*TEXT FOR ANALYSIS*.
Gardening for Health
Cottage Gardens Call For Foxglove
By Maria Price
If you’re going for the look of a cottage garden, then you absolutely need to grow foxgloves (Digitalis purpurea). They are stately flowers on tall spikes about 3 to 5 feet tall. Foxglove is also known as dead man’s bells, witch’s bells or fairy fingers.
Foxglove is among the loveliest, most famous, most important, and most dangerous medicinal plants. Its long green leaves are powdered into digitalis, a cardiac stimulant that keeps millions of heart patients alive. But for everyone else, it is extremely poisonous. A leaf chewed and swallowed may cause paralysis and sudden heart failure. Before you put it into your garden, teach your children to not touch poisonous plants.
Foxglove is native to western Europe and was introduced in America in the 1700s. The use of digitalis was discovered in 1775 by English physician William Withering. He heard of an old woman in Shropshire who practiced folk medicine with herbs gathered in the countryside. A patient afflicted with excessive fluid retention due to congestive heart failure whom Withering expected to die was allegedly cured by this healer. At the time, this condition was known as “dropsy”. From the healer’s bag of weeds, Withering was able to deduce that foxglove was the key plant in treating the edema. He also learned that foxglove is a deadly poison, as likely to stop the heart as to keep it going. For 10 years, he conducted precise experiments to determine the proper dosage. The paper he published in 1785 is a classic of medical literature.

*WORK ORDER A*. What other names for foxglove does the foxglove article give?
*WORK ORDER B*. Could you go on with the foxglove article from its last sentence?
The listing that comes next has no connection to the foxglove article.

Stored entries
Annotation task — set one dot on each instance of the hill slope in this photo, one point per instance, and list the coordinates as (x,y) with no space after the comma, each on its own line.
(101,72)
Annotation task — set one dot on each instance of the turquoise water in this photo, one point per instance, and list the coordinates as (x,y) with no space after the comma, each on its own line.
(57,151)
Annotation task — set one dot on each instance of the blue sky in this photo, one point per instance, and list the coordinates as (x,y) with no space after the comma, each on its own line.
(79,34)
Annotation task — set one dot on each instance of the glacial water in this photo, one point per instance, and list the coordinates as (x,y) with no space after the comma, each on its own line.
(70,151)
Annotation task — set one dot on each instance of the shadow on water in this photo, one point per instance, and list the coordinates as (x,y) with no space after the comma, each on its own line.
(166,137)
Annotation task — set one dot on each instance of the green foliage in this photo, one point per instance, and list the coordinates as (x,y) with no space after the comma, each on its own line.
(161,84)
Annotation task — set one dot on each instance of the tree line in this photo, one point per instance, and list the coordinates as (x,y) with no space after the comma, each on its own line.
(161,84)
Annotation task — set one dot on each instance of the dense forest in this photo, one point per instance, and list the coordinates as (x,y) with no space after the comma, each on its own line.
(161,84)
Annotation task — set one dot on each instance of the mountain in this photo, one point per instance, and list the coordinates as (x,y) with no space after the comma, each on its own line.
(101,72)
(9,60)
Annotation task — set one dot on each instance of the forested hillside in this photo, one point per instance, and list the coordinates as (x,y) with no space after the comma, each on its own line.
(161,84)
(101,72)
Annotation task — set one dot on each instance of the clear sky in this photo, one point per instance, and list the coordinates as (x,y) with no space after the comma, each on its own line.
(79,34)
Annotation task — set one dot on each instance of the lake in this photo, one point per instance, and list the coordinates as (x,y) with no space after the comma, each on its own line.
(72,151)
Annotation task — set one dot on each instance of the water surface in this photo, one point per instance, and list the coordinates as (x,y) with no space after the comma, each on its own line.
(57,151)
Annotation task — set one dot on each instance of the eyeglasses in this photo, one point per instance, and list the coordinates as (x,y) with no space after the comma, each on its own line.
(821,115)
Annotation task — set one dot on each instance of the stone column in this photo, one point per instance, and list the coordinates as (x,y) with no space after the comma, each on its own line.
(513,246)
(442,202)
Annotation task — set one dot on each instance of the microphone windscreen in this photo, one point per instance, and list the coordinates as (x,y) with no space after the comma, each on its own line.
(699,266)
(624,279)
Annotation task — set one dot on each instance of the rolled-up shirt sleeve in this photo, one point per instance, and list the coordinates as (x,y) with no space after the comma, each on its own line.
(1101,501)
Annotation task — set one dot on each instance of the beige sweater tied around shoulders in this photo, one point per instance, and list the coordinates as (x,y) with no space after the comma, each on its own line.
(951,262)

*FINAL ANSWER A*. Dead man's bells, witch's bells and fairy fingers.

*FINAL ANSWER B*.
The active components are a category of chemicals known as cardiac glycosides. The plant contains several glycosides including digitoxin, gitoxin and gitaloxin which act directly on heart muscle increasing the output in patients with congestive heart failure. It acts as a cardio-active diuretic in conditions of edema due to heart failure.
Foxglove is easily grown from seed and prefers somewhat moist, acidic soil in dappled sun to shade. It is a biennial from the Scrophulariaceae family, and forms a rosette of long-stalked leaves in its first year. In the second year, it grows a stem that can be 2 to 5 feet tall. The leaves are lance- or oval-shaped. Spires of white to pinkish-lavender to red thimble-shaped flowers are speckled inside with dots and form from June to September. D. lutea and D. mertonensis are both true perennials.
Thanks to its chemical constituents, foxglove is also deer resistant. It is also attractive to butterflies and hummingbirds. “Apricot Beauty” is a lovely variety. “Excelsior” produces many colors and is very tall. Plant some in your cottage garden this summer.